Sua tarefa: Continue o texto sobre as interpretações filosóficas da palavra “cultura” a partir do ponto em que ele termina.

Texto fornecido:
Filosoficamente, a palavra “cultura” nos sugere duas interpretações bastante amplas. A primeira se deve à análise da evolução do espírito humano no decorrer da História. Isto é, se pode constatar que a aglutinação das pessoas, dando origem às sociedades, passa por modificações diversas no tempo e estas modificações apontam para um sentido, para uma direção histórica, que pode ser lida, interpretada e, algumas vezes, prevista. Assim, vê-se que o que antes eram formas de sociedade sem muitos vínculos que as sustentassem como tal, foram, de tempos em tempos, consolidando características particulares que as faziam diferir umas das outras.

Entradas de dados armazenadas
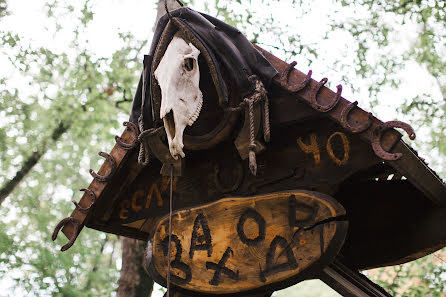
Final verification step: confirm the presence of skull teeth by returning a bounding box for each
[187,92,203,126]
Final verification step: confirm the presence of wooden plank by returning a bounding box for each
[388,141,446,207]
[149,190,347,295]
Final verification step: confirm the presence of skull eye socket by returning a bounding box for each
[184,58,194,71]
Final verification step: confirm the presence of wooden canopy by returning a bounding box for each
[56,47,446,269]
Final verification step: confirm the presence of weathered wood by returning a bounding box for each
[149,191,347,295]
[334,178,446,270]
[62,125,138,238]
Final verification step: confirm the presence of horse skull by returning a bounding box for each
[154,35,203,160]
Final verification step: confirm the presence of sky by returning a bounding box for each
[0,0,439,297]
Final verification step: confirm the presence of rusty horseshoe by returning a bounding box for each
[279,61,313,93]
[51,217,80,252]
[90,152,116,182]
[310,77,342,112]
[71,189,96,214]
[341,101,373,133]
[372,121,416,161]
[115,122,139,150]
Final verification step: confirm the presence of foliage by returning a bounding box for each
[0,1,145,296]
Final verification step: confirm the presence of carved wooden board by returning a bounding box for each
[148,191,347,295]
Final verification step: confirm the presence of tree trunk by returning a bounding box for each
[118,236,153,297]
[0,121,70,205]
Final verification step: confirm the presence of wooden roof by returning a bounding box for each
[56,47,446,269]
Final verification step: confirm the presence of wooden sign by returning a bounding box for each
[148,191,347,295]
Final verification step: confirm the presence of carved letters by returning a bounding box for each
[151,191,346,294]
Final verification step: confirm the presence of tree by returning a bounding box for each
[0,0,446,296]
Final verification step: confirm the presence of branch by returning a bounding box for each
[0,121,71,205]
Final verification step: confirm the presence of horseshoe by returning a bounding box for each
[310,77,342,112]
[341,101,373,133]
[90,152,116,182]
[279,61,313,93]
[372,121,416,161]
[51,217,80,252]
[115,122,139,150]
[71,189,96,214]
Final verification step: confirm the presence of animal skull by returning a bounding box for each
[154,34,203,160]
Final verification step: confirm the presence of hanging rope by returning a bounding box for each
[166,164,173,297]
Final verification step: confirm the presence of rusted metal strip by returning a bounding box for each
[372,121,416,161]
[310,77,342,112]
[51,217,81,252]
[256,46,401,155]
[71,189,96,214]
[255,45,446,206]
[90,152,116,182]
[341,101,373,133]
[320,260,392,297]
[278,61,313,93]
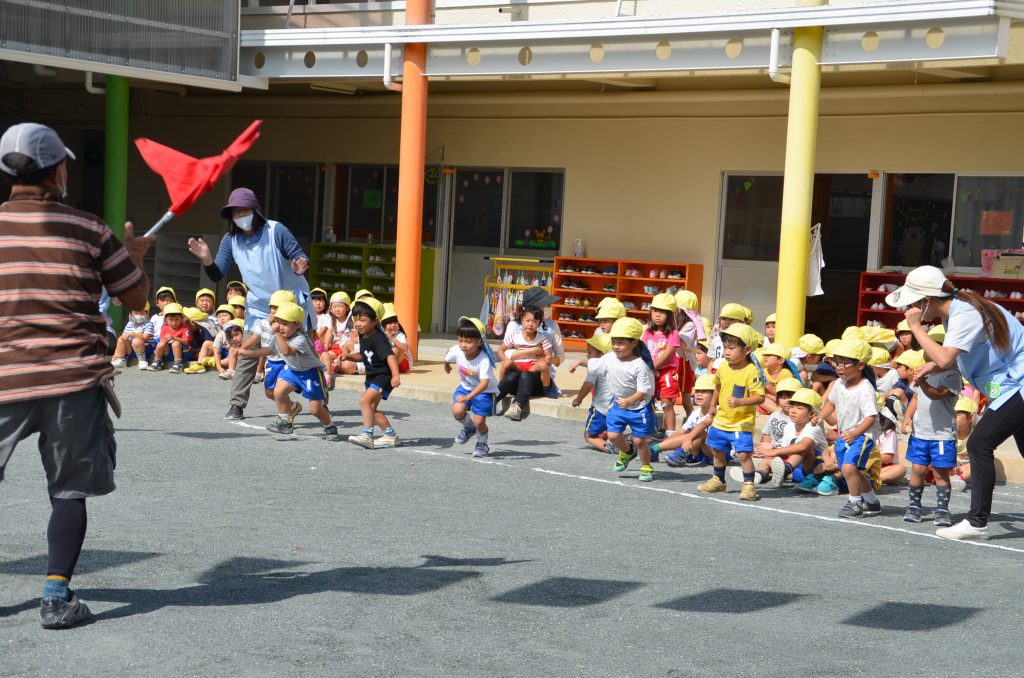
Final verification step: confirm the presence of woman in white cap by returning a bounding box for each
[886,266,1024,539]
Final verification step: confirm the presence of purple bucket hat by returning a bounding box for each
[220,188,263,219]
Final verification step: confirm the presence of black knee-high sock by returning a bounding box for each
[46,497,88,579]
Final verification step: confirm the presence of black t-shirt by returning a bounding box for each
[359,325,394,381]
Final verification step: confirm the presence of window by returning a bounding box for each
[722,175,782,261]
[506,170,565,250]
[952,176,1024,267]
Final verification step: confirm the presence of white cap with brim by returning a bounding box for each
[886,266,949,308]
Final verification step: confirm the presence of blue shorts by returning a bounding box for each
[452,386,497,417]
[278,363,327,401]
[835,435,876,471]
[705,426,754,457]
[604,402,656,438]
[584,408,608,438]
[906,435,956,468]
[263,361,287,391]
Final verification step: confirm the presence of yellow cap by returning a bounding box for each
[833,339,871,364]
[718,303,746,323]
[953,395,978,415]
[608,317,644,339]
[595,300,626,321]
[867,346,893,368]
[896,350,925,370]
[797,334,825,355]
[790,388,821,411]
[273,301,306,323]
[269,290,295,306]
[587,334,611,353]
[722,323,758,349]
[676,290,699,310]
[762,344,793,361]
[650,292,678,313]
[693,374,718,391]
[775,377,804,393]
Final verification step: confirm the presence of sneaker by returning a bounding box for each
[697,475,725,494]
[839,502,864,518]
[288,401,302,427]
[39,592,92,629]
[348,433,374,450]
[766,457,785,488]
[935,518,989,541]
[266,415,294,433]
[614,446,637,473]
[797,474,819,493]
[815,475,839,497]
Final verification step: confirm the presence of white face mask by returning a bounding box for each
[232,214,253,232]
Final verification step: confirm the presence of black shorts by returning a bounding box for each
[0,386,117,499]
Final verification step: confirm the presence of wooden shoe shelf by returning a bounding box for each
[552,257,703,350]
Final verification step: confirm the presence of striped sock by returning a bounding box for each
[43,575,71,600]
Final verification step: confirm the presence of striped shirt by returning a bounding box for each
[0,193,143,404]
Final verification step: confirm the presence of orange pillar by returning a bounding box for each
[394,0,432,358]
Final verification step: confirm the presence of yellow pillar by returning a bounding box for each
[394,0,431,359]
[775,0,827,346]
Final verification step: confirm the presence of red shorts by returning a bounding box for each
[654,368,680,400]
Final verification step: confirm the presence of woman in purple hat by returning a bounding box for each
[188,188,315,419]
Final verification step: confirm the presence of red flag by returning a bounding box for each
[135,120,263,216]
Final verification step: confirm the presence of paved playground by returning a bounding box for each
[0,369,1024,676]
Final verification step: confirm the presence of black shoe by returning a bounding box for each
[39,593,92,629]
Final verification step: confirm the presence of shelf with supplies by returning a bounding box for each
[552,257,703,349]
[306,243,435,328]
[857,271,1024,330]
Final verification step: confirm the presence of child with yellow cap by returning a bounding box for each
[444,315,498,458]
[572,333,618,454]
[697,321,765,502]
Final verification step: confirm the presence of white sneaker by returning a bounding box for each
[935,518,988,541]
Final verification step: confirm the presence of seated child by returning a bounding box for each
[266,301,341,442]
[572,334,618,454]
[111,303,154,370]
[650,374,718,468]
[444,311,498,458]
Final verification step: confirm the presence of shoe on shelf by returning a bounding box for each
[935,518,989,541]
[697,475,725,494]
[932,508,953,527]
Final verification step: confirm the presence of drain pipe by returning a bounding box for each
[384,42,401,92]
[768,29,790,85]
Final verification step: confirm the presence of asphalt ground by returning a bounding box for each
[0,369,1024,676]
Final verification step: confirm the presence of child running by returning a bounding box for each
[818,339,882,518]
[642,293,680,435]
[697,323,765,502]
[266,301,341,442]
[341,295,401,450]
[444,315,498,458]
[588,317,655,482]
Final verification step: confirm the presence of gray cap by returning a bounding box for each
[0,123,75,176]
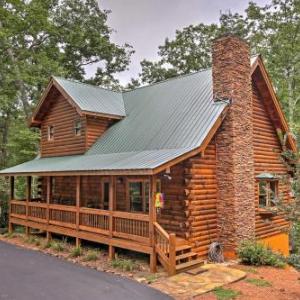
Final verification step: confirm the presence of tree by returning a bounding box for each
[140,0,300,139]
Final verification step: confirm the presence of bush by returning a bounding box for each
[238,241,285,268]
[287,254,300,270]
[50,240,65,252]
[70,247,82,257]
[111,258,137,271]
[83,250,98,261]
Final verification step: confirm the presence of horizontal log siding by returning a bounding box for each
[80,176,103,209]
[157,162,188,238]
[41,95,86,157]
[185,139,218,257]
[86,116,112,149]
[253,84,290,238]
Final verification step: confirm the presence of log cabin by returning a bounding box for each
[0,35,296,275]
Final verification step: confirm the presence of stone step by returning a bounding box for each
[176,259,204,272]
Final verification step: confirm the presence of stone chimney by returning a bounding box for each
[212,35,255,258]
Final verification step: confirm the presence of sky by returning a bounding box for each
[87,0,270,85]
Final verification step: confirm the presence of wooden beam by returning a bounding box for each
[76,176,81,248]
[108,176,116,260]
[8,176,15,233]
[46,176,52,242]
[149,175,157,273]
[25,176,32,236]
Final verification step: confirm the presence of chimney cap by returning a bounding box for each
[213,32,249,45]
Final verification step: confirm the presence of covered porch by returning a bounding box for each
[9,175,203,274]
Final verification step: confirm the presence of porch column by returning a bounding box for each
[149,175,157,273]
[108,176,116,260]
[46,176,52,242]
[76,176,81,247]
[25,176,32,235]
[8,176,15,233]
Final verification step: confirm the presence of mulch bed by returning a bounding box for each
[196,265,300,300]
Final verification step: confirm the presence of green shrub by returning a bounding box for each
[213,287,241,300]
[83,250,98,261]
[238,241,285,268]
[111,258,137,271]
[287,254,300,270]
[41,240,51,249]
[245,278,272,287]
[24,235,41,246]
[50,240,65,252]
[70,247,82,257]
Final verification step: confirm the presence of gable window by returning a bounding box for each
[102,181,109,209]
[74,120,82,136]
[259,180,278,207]
[128,181,150,212]
[48,125,54,141]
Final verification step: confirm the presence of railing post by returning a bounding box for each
[168,233,176,276]
[108,176,116,260]
[8,176,15,233]
[46,176,52,242]
[76,176,81,247]
[149,175,157,273]
[25,176,32,235]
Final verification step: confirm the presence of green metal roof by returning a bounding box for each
[53,76,126,117]
[0,69,227,174]
[0,149,190,174]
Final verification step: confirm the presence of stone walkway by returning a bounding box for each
[151,264,246,299]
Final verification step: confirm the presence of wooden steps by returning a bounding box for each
[176,258,204,272]
[176,238,204,273]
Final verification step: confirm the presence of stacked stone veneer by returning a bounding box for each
[212,36,255,256]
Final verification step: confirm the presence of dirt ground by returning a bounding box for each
[195,266,300,300]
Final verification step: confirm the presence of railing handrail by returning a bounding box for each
[110,210,149,222]
[79,207,110,216]
[153,222,170,240]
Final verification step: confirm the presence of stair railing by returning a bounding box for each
[154,222,176,275]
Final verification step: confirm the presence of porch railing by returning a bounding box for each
[10,200,150,245]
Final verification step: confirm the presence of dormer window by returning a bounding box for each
[48,125,54,141]
[259,180,278,208]
[74,120,82,136]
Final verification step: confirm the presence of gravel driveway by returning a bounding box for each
[0,241,171,300]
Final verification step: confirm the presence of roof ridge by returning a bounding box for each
[52,75,122,95]
[122,67,211,94]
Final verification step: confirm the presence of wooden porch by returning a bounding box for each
[9,176,202,275]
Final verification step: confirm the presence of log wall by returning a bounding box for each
[157,162,188,238]
[186,139,218,257]
[253,83,291,238]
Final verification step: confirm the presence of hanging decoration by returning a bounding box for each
[155,193,165,213]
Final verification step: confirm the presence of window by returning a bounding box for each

O resultado:
Um determinado grupo pode possuir “marcas” próprias que não se confundem com as de outro grupo. Estas “marcas” se materializam de muitas maneiras: hábitos, crenças, trajes, idiomas, biótipos etc. Na medida em que estas marcas se enraízam no cotidiano das pessoas, de modo a se tornarem uma parte inseparável delas, então encontramos, neste grupo, uma identidade. De algum modo, todas as pessoas deste grupo podem ser confundidas segundo algum aspecto; dizemos, então, que elas estão inseridas numa determinada cultura. Mas esta imagem que se reflete nos hábitos, nas crenças, nos trajes etc, e que chamamos de identidade cultural não se congela no tempo, jamais deixa de mudar. A identidade cultural de um grupo não deixa de se transformar, adquirindo novos elementos e suprimindo outros.
A cultura, portanto, se expressa na história. Ela se estabelece na forma de nações, de religiões, de guerras, de filosofias, de línguas, de cidades, de modas etc. Neste primeiro sentido de Cultura, como análise histórica da peregrinação humana na Terra, existem duas linhas de pensamento filosófico que se opõem uma à outra e que merecem um breve comentário.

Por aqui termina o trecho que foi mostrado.